▸ Short exercise 1
Arrange the lines of the labeled shape rows as a numbered list, starting at the line that contains "# Outline the region of every instance of the portobello" and ending at the last line of the rows, with blank lines left out.

▸ Passage provided
----------------
# peavey 5150 bands



## tongueofcolicab (Nov 1, 2005)

does anyone know any metal/hardcore/shred bands that use either 5150's or 6505's?? just curious.


----------



## sepsis311 (Nov 1, 2005)

I do... http://www.sottovoceband.com
check it out, i used the 5150 with the RG7CT (evo7 bridge pup).
hope you dig


----------



## All hail the Gnome (Nov 1, 2005)

As do I, but the last recording I did was with my Dual Rec. For the past 2 years though I have been using a 5150II, we are currently recording and I will most likely be using it on this CD, though now that I have a new pickup I might dust off the Dual Rec to see how it sounds now. Should be interesting....


----------



## tongueofcolicab (Nov 1, 2005)

thanks guys!
sepsis, your band is inssaanneee.
i love the tone of your sound.
i'm planning on buying a 6505+, you think it's a good buy? i mean i love the tone, i've tested it out, but i wanted to hear how it sounds with other people. do you love yours? it seems like you get some killer tones with it.
----------------
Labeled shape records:
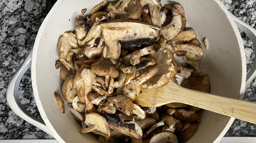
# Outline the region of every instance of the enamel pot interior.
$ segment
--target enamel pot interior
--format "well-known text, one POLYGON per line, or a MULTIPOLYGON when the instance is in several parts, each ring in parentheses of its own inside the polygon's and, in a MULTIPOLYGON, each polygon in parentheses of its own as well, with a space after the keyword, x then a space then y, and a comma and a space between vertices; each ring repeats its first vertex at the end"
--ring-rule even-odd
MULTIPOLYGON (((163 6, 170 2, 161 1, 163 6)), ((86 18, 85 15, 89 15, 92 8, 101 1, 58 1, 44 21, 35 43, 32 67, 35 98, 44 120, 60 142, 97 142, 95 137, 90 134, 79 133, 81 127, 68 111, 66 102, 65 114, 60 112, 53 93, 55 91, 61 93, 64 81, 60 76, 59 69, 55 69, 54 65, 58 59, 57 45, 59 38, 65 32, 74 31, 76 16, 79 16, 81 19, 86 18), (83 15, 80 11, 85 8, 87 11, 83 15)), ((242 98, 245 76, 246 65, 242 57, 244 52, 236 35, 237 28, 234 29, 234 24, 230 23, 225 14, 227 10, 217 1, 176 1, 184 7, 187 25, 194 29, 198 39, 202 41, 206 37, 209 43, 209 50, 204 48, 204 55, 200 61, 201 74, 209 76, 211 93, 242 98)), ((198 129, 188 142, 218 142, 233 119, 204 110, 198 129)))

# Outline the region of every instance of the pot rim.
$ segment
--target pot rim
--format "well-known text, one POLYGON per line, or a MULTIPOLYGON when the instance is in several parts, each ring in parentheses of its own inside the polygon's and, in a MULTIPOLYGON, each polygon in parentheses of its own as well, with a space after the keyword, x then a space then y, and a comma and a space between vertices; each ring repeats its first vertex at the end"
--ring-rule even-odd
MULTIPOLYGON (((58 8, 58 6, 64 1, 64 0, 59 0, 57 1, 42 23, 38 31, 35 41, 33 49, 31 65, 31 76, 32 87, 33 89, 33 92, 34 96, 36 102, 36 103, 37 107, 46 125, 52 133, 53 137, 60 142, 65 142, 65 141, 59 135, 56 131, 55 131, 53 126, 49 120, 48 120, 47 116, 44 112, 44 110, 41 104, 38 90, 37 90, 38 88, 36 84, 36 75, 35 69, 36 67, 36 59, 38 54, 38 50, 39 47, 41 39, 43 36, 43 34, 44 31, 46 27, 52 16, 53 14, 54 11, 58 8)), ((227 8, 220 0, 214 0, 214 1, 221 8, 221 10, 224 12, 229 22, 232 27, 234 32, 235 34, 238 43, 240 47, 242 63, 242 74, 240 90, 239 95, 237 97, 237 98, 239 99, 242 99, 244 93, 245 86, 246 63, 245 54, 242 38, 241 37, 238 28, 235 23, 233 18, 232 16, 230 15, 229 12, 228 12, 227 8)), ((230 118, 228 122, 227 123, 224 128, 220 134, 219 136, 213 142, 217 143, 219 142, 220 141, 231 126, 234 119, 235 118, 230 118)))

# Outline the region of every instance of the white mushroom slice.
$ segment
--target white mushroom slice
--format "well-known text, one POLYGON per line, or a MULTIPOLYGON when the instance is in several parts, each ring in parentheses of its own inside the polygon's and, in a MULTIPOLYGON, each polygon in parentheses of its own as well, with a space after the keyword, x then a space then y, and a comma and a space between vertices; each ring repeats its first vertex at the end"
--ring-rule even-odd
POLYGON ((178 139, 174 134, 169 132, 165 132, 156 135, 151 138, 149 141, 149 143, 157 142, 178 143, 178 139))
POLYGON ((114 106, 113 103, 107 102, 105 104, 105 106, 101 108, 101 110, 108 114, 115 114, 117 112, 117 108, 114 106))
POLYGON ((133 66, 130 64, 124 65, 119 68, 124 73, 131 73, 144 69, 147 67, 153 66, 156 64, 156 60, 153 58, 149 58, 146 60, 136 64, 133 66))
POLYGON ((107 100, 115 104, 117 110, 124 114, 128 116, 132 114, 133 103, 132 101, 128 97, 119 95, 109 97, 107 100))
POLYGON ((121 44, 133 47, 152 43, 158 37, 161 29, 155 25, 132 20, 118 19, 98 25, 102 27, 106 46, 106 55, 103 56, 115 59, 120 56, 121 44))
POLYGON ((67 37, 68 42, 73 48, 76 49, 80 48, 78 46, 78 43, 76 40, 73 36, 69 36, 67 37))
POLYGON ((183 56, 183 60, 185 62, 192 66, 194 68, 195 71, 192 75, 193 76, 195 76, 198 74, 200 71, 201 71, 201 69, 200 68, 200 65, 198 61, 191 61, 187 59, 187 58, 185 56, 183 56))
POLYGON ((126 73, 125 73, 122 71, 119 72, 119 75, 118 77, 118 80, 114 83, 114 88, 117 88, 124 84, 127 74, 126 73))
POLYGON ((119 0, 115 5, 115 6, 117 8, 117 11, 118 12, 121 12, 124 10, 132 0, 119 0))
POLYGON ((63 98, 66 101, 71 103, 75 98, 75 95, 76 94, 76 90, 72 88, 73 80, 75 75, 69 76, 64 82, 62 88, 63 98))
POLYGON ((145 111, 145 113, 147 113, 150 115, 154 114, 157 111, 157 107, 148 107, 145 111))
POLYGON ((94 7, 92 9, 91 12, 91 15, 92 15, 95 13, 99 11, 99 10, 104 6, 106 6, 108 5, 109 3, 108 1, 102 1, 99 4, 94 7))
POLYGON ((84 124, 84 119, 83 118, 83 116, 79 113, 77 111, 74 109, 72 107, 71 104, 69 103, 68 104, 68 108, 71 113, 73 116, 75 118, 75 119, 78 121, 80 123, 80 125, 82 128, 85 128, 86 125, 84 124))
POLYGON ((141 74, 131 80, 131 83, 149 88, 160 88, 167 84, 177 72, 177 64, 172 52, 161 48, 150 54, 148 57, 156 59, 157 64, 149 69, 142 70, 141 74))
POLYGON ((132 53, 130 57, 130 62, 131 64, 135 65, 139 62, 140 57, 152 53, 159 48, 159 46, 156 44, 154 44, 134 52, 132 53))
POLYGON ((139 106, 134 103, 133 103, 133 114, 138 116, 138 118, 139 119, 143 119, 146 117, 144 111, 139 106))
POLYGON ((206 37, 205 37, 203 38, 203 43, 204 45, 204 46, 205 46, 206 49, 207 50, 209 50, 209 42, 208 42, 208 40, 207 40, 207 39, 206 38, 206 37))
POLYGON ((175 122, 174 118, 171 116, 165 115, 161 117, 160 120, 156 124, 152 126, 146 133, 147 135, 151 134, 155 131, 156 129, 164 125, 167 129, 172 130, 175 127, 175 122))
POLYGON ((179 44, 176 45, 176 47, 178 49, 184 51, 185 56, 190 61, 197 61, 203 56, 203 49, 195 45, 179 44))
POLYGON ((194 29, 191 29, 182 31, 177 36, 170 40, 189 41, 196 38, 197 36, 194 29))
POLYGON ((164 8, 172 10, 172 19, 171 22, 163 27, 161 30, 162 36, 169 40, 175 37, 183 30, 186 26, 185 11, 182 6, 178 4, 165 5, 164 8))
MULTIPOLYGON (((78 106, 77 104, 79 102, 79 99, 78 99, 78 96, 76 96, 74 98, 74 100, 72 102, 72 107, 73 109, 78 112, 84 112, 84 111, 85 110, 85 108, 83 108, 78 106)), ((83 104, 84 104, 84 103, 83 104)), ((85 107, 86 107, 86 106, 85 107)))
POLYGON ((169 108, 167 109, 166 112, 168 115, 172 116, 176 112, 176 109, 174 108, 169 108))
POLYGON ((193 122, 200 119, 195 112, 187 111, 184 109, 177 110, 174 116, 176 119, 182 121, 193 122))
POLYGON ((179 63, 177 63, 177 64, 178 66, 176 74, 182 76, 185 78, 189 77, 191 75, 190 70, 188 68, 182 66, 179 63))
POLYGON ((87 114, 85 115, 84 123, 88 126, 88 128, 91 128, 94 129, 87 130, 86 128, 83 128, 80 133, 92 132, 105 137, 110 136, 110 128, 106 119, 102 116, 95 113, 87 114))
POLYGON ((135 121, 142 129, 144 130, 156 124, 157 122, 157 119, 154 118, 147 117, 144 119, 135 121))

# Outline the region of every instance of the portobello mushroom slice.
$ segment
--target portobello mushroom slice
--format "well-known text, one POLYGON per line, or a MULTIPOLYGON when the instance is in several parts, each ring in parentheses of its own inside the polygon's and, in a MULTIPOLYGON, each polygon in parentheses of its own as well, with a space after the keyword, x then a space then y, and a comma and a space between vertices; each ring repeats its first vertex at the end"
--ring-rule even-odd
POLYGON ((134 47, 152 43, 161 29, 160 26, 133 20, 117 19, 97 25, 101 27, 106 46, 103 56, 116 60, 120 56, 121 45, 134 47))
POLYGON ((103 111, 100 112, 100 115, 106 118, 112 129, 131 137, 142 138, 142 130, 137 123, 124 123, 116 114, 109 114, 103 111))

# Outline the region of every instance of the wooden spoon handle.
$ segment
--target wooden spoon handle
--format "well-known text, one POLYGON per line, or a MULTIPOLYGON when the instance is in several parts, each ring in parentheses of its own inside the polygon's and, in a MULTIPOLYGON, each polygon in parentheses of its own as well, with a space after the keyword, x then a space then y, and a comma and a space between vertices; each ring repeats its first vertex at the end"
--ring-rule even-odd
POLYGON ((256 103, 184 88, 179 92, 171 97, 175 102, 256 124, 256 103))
----------------
▸ Short exercise 2
Reproduce the whole forum thread about bands that use Peavey 5150 amps, word for word.

▸ Right answer 1
1. # Outline the region of every instance of the portobello mushroom slice.
2. $ segment
3. --target portobello mushroom slice
4. --format "well-known text, one POLYGON per line, or a MULTIPOLYGON when the instance is in several parts, each ring in parentheses of its own inside the polygon's and, in a MULTIPOLYGON, each polygon in parentheses of its own as well, with a space after the keyword, x then a space then y, and a comma and a space between vertices; each ring repeats its first vertex at the end"
5. --ring-rule even-odd
6. POLYGON ((134 47, 152 43, 161 29, 160 26, 133 20, 117 19, 97 25, 101 27, 106 46, 103 56, 116 60, 120 56, 121 45, 134 47))
7. POLYGON ((103 111, 100 112, 100 115, 106 118, 112 129, 131 137, 142 138, 142 130, 137 123, 124 123, 116 114, 109 114, 103 111))
8. # Outline the region of every instance of the wooden spoon handle.
9. $ segment
10. --target wooden spoon handle
11. --format "well-known text, one POLYGON per line, or a MULTIPOLYGON when the instance is in several parts, each ring in parentheses of its own inside the polygon's and, in a MULTIPOLYGON, each polygon in parentheses of its own as well, with a space after the keyword, x then a space then y, and a comma and a space between vertices; each ring repeats its first vertex at the end"
12. --ring-rule even-odd
13. POLYGON ((256 103, 184 88, 179 92, 171 97, 175 102, 256 124, 256 103))

▸ Right answer 2
# peavey 5150 bands



## tongueofcolicab (Nov 1, 2005)

does anyone know any metal/hardcore/shred bands that use either 5150's or 6505's?? just curious.


----------



## sepsis311 (Nov 1, 2005)

I do... http://www.sottovoceband.com
check it out, i used the 5150 with the RG7CT (evo7 bridge pup).
hope you dig


----------



## All hail the Gnome (Nov 1, 2005)

As do I, but the last recording I did was with my Dual Rec. For the past 2 years though I have been using a 5150II, we are currently recording and I will most likely be using it on this CD, though now that I have a new pickup I might dust off the Dual Rec to see how it sounds now. Should be interesting....


----------



## tongueofcolicab (Nov 1, 2005)

thanks guys!
sepsis, your band is inssaanneee.
i love the tone of your sound.
i'm planning on buying a 6505+, you think it's a good buy? i mean i love the tone, i've tested it out, but i wanted to hear how it sounds with other people. do you love yours? it seems like you get some killer tones with it.